Reproduce all of the data below without alteration; exclude every picture.

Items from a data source
<<<<
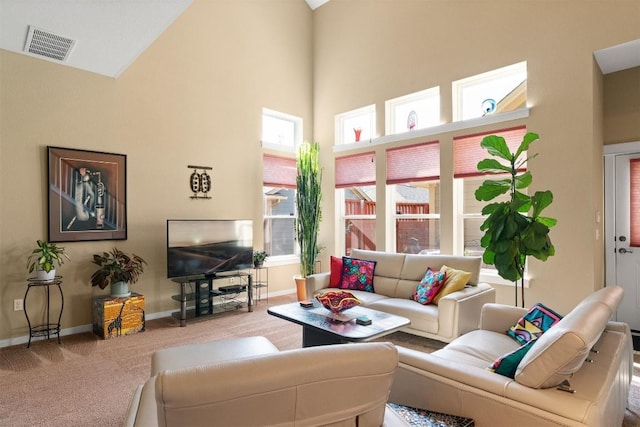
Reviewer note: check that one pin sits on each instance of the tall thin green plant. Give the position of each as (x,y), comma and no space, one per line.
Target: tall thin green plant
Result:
(309,204)
(514,229)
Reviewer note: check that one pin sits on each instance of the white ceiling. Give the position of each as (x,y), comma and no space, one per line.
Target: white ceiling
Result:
(111,34)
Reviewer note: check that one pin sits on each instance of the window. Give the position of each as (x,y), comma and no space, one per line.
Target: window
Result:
(356,125)
(467,154)
(412,112)
(356,195)
(279,182)
(413,184)
(504,89)
(280,129)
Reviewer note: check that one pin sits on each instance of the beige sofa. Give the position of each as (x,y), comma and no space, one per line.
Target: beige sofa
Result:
(248,382)
(585,348)
(396,277)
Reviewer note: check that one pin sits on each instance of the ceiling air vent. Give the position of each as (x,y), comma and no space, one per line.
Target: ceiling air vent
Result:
(44,43)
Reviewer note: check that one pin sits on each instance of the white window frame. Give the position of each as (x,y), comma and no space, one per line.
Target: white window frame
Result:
(297,130)
(458,86)
(367,114)
(391,106)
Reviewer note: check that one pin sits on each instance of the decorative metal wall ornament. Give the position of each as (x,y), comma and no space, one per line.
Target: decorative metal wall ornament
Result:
(200,182)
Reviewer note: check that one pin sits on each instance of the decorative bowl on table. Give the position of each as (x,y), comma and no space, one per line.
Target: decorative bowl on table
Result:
(338,301)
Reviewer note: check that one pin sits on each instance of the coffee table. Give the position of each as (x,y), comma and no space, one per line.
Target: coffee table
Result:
(320,328)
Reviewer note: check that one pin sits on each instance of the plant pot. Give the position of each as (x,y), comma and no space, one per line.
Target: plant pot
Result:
(120,289)
(44,276)
(301,287)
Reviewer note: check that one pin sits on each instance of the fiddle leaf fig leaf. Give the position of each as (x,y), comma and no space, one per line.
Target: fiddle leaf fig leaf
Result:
(489,190)
(496,146)
(492,165)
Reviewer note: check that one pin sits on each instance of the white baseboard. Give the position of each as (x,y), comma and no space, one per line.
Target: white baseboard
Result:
(88,328)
>>>>
◆ Your response
Reviewer note: check that one pin sits on each instance of the tall thin green plant. Give the position of each as (x,y), comma and no space, one per line.
Target: tall thin green plant
Result:
(309,204)
(514,229)
Reviewer note: check that one pin sits on each instance of the white ceiling. Give the position of each as (x,y), comma and no space, one per line.
Target: white ceiling
Result:
(111,34)
Reviewer note: check that one pin sits on each instance of the window. Give the position of each as (x,y), comma and no space, one per line.
Target: window
Result:
(356,125)
(467,154)
(412,112)
(356,195)
(279,182)
(413,184)
(504,89)
(280,129)
Reviewer note: check that one pin sits on each instance of the beige sofa. Give the position of each as (x,y), comma and no space, one per line.
Target: beige sofa
Result:
(248,382)
(585,348)
(396,277)
Reviewer note: check that one pin sits on each instance of the ceiling air vent. Give the position of each as (x,y), comma and no space, one per line.
Target: ceiling air vent
Result:
(44,43)
Reviewer note: check that one pin sits on each instance of the white window frame. Give the position of each as (x,y), comma and no space, one per line.
Target: white window frame
Result:
(297,130)
(458,86)
(367,114)
(391,106)
Reviewer note: check that one pin sits on each instance of the decorative metal wall ornament. Give the position of each as (x,y), comma and no space, one per line.
Target: decorative metal wall ornament
Result:
(200,182)
Reviewer note: check that one pin sits on each instance of the decorative bowl on table. Give the position of each as (x,y), comma and no space, one per line.
Target: decorative bowl on table
Result:
(338,301)
Reviewer note: check that one pin sits on each instance of the coffee table. Give the position of each as (x,y), comma and no space, one per line.
Target: coffee table
Result:
(320,328)
Reviewer note: check that one pin sits on each instance of the plant pot. Give the position of each as (x,y), comma and no space, one per line.
Target: plant pot
Result:
(120,289)
(44,276)
(301,287)
Reviewer note: check that one pin sits on each instance of the fiddle leaf fig leaf. Give the position of each as (x,y), comma and no space, one per line.
Target: fiddle leaf fig leaf
Result:
(489,190)
(496,146)
(492,165)
Reviewer note: check that one pin sits on each instance of the white baseboard. Give the position of each as (x,y), comma and no space, one per line.
Target: white baseboard
Result:
(88,328)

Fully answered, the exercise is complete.